-------- MATERIAL SHOWN

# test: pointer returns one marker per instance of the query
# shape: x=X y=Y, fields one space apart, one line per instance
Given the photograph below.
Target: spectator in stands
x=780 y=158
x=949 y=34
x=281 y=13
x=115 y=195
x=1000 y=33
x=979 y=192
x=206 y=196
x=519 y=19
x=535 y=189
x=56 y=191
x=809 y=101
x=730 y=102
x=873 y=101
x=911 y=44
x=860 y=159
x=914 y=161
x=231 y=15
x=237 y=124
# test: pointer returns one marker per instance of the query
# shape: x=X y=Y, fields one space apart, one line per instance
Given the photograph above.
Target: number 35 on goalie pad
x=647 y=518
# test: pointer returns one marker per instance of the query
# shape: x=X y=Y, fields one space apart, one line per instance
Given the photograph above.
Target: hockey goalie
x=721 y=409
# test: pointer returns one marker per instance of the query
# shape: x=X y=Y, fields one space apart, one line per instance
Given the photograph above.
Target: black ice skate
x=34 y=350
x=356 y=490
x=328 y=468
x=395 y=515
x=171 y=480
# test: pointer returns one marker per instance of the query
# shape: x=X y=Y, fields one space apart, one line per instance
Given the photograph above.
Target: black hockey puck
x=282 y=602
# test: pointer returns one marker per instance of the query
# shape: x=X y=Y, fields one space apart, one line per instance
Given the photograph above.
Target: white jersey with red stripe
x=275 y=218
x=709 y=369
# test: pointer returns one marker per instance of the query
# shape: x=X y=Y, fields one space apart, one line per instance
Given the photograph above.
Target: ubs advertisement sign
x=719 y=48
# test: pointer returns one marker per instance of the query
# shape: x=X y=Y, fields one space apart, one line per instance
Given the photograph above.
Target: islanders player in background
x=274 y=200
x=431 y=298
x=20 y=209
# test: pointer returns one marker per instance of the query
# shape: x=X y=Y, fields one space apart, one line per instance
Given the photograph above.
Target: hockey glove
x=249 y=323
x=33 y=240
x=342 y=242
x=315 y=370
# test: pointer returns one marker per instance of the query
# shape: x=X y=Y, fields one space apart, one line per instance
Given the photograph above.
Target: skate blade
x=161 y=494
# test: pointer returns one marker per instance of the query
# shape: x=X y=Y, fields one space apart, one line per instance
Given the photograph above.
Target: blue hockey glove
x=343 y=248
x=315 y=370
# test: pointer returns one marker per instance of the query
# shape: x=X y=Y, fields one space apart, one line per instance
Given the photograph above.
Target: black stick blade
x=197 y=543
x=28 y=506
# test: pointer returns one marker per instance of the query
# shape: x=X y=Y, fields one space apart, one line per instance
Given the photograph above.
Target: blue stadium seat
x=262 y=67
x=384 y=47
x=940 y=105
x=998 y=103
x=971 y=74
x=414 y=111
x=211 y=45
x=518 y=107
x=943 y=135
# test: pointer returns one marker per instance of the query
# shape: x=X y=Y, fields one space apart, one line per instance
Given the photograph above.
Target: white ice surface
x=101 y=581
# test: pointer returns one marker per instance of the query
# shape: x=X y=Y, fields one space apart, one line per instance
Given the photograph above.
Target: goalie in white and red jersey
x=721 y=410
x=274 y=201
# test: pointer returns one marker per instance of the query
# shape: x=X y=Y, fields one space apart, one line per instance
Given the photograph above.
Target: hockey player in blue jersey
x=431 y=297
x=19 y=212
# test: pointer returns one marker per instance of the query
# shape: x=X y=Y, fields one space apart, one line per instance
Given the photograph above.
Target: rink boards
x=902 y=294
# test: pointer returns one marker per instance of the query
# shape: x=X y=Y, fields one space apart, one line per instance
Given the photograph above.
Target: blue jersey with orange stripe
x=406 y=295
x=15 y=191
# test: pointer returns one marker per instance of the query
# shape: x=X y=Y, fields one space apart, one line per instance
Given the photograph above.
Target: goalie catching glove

----------------

[EXERCISE GOAL] Please reproduce all of the material above word for word, from its first line to its last.

[SOLVED PROBLEM]
# test: pointer returns one marker per instance of the query
# shape: x=X y=Y, fields one space apart, one line per instance
Given the photograph below.
Target: spectator in stands
x=780 y=158
x=949 y=34
x=281 y=13
x=115 y=195
x=1000 y=33
x=979 y=192
x=206 y=196
x=519 y=19
x=535 y=189
x=56 y=191
x=809 y=101
x=730 y=102
x=873 y=101
x=911 y=44
x=860 y=159
x=914 y=161
x=231 y=15
x=237 y=124
# test: pointer returns one marker per instance of the query
# shape: x=X y=Y, fields one space apart, one line per instance
Given the photograph above.
Target: number 35 on goalie pad
x=647 y=518
# test: pointer returns one marker per instance of the query
# shape: x=X y=Y, fields one space apart, one line per instance
Given the photograph above.
Target: hockey goalie
x=721 y=409
# test: pointer returns one marker per instance of the query
# shape: x=X y=Y, fields one space apart, one line per instance
Given the photograph above.
Target: black ice skate
x=34 y=350
x=356 y=490
x=328 y=468
x=395 y=515
x=171 y=480
# test: pointer returns one marker per instance of the query
# shape: x=X y=Y, fields one space apart, one line per instance
Given the photograph above.
Target: black hockey puck
x=282 y=602
# test: pointer returns one marker per instance of the query
# shape: x=X y=Y, fields one space apart, one line per instance
Given the photograph above.
Target: white jersey with red stripe
x=275 y=218
x=709 y=369
# test: pointer returns one marker per instance of the query
# shape: x=X y=Y, fields one space apart, one line per instance
Given the photograph above.
Target: ubs advertisement sign
x=719 y=48
# test: pointer returns one marker per instance of the query
# shape: x=X y=Y, fields one space apart, one line per instance
Given the photograph above.
Target: islanders player in background
x=274 y=200
x=431 y=298
x=20 y=209
# test: pointer returns one marker per instance of the query
# shape: x=X y=Y, fields one space apart, one line per instance
Given the photograph above.
Target: hockey glove
x=249 y=323
x=33 y=240
x=342 y=242
x=315 y=370
# test: pointer returns one marker per instance of the query
# shape: x=X y=Y, fields one space apart, one line per instance
Given the photograph above.
Target: skate blade
x=161 y=494
# test: pointer returns one marker per instance of the query
# shape: x=X y=Y, fields one space apart, one line per instance
Given the photograph above.
Target: blue hockey glove
x=343 y=248
x=315 y=370
# test: pointer returns one marker per instance of the query
# shape: x=X y=Y, fields one space apart, one line per instance
Given the photograph above.
Target: black stick blade
x=197 y=543
x=28 y=506
# test: pointer returns one marker per instance of the query
# shape: x=X y=Y, fields one space apart, one line per instance
Given the photograph above.
Target: blue stadium seat
x=262 y=67
x=384 y=47
x=940 y=105
x=998 y=103
x=971 y=74
x=414 y=111
x=211 y=45
x=518 y=107
x=943 y=135
# test: pointer returns one marker per instance of the query
# shape: x=X y=Y, fields one space apart, one line per instance
Given the photograph above.
Target: white ice surface
x=101 y=581
# test: pointer returns one marker per instance of the query
# shape: x=X y=Y, fields one space apart, one line per instance
Given the photograph above.
Target: goalie in white and red jersey
x=721 y=410
x=274 y=201
# test: pointer returns one marker per instance of the query
# shape: x=X y=Y, fields one space apart, one line per instance
Given the photograph above.
Target: hockey player in blue jersey
x=431 y=297
x=19 y=212
# test: pointer returns one marker per instance of the query
# shape: x=X y=Y, fields one space apart, one line per instance
Given the photograph above.
Target: rink boards
x=902 y=294
# test: pointer returns one marker per instance of the query
# shape: x=X y=Y, fields one space apart, one line per instance
Given the photograph above.
Target: blue jersey with orange stripe
x=406 y=295
x=15 y=191
# test: pointer returns one marker per instance of the query
# shape: x=X y=Y, fields one space apart, one line per instance
Given the photograph above.
Target: goalie catching glove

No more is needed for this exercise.